> _EXERCISE_
Nothing should be left out: output all of the entries exactly.

Named-object pointing records

********************

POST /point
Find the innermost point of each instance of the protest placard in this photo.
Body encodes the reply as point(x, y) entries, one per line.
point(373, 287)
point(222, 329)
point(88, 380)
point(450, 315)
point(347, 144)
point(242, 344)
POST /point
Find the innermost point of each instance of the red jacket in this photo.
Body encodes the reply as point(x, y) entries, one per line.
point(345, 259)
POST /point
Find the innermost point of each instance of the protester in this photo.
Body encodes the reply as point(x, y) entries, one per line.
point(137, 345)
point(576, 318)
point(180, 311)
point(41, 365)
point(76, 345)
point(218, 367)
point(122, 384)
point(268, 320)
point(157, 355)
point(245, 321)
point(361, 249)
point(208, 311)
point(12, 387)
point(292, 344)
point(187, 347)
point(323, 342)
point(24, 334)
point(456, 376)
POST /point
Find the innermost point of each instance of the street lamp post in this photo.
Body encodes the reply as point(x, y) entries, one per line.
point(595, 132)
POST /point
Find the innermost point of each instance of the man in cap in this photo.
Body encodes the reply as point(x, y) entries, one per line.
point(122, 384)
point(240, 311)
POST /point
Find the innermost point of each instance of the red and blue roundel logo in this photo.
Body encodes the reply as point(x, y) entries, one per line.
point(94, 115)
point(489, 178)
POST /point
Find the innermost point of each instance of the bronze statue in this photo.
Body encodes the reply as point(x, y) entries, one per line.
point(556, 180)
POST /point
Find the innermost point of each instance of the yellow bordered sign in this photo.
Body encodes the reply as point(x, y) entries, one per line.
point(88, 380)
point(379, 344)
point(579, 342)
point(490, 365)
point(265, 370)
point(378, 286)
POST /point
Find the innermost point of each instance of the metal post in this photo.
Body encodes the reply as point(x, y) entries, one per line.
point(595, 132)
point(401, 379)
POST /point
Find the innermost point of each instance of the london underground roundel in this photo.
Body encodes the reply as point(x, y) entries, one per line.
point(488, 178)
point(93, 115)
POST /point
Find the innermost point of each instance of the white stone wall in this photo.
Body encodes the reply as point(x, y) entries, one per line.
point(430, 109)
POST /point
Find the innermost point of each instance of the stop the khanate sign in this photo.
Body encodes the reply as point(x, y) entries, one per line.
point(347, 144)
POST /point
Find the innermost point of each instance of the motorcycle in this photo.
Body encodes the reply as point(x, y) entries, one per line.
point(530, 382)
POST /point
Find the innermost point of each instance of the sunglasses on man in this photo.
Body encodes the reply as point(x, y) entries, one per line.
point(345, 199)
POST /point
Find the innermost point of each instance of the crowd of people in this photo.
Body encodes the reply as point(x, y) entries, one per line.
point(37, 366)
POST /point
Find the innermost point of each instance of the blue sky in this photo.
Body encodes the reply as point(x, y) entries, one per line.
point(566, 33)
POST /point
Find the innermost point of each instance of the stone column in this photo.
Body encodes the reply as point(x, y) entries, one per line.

********************

> _EXERCISE ANSWER_
POST /point
Find the innermost point of each instance of the protest placard in this photo.
Body encodes the reply as point(x, y) entries, one per line.
point(373, 287)
point(222, 329)
point(88, 380)
point(450, 315)
point(347, 144)
point(242, 344)
POST /point
Find the innermost point of each instance of the red jacket in this photo.
Body encodes the reply as point(x, y) entries, one per line.
point(345, 259)
POST /point
Find the innermost point of each instance of the protester in this photo.
Body encodes the reply as point(x, y) entries, one per line.
point(137, 345)
point(576, 318)
point(180, 311)
point(41, 365)
point(76, 345)
point(218, 367)
point(122, 384)
point(268, 320)
point(157, 355)
point(245, 321)
point(361, 249)
point(208, 311)
point(12, 387)
point(292, 344)
point(187, 347)
point(323, 342)
point(24, 334)
point(456, 376)
POST /point
Find the innermost point of each instance of the street lamp post in this photo.
Body encodes the reply as point(x, y) entries, one per line.
point(595, 132)
POST /point
Find the innermost point of each instance of the man in cap in this photo.
Body encodes the reply as point(x, y) entries, one per line.
point(122, 384)
point(240, 311)
POST /point
Find the innermost point of each instance of the red and blue roundel logo in this photo.
Body encodes the reply as point(x, y) entries, one per line.
point(94, 115)
point(489, 178)
POST /point
Find the innermost point of each instance of the bronze statue in this photo.
Body encodes the reply as point(x, y) entries, one per line.
point(556, 180)
POST /point
Find the innermost point of each instance of the yellow bordered sign in this photo.
Body encodes the reply as point(x, y) entries, one per line.
point(88, 380)
point(379, 344)
point(579, 342)
point(490, 365)
point(265, 370)
point(378, 286)
POST /point
Find the innermost point of each instance of the metal post in this photo.
Body encodes the reply as point(x, y) entries, one per line.
point(595, 132)
point(401, 379)
POST /point
Find the innermost point of each instance of the london underground roundel in this photo.
Body encodes the reply as point(x, y) entries, one per line.
point(488, 178)
point(93, 115)
POST /point
Find the innermost point of each instance of the white stone wall in this photo.
Body encodes the reply as point(x, y) entries, one per line.
point(430, 109)
POST /point
Find the innermost point of each instance of the stop the khanate sign in this photo.
Body encodes the reply as point(x, y) entries, one per line.
point(347, 144)
POST /point
Find the innermost point of each instance of the motorcycle in this photo.
Body encodes the reply as point(x, y) entries, one per line.
point(530, 382)
POST /point
Find the innermost point of each instance of the sunglasses on man in this photo.
Body encodes the reply as point(x, y) entries, one per line.
point(345, 199)
POST /point
Find the innermost point of each instance of the crowd of people in this photo.
Body encodes the reply as point(x, y) entries, one per line.
point(37, 366)
POST /point
Find the innermost point of each instance of the blue sky in this photo.
Body encodes the reply as point(x, y) entries, one per line.
point(566, 33)
POST /point
Find the innermost point of each instance of the stone column in this photo.
Body encodes the reply as point(x, y) entries, one per line.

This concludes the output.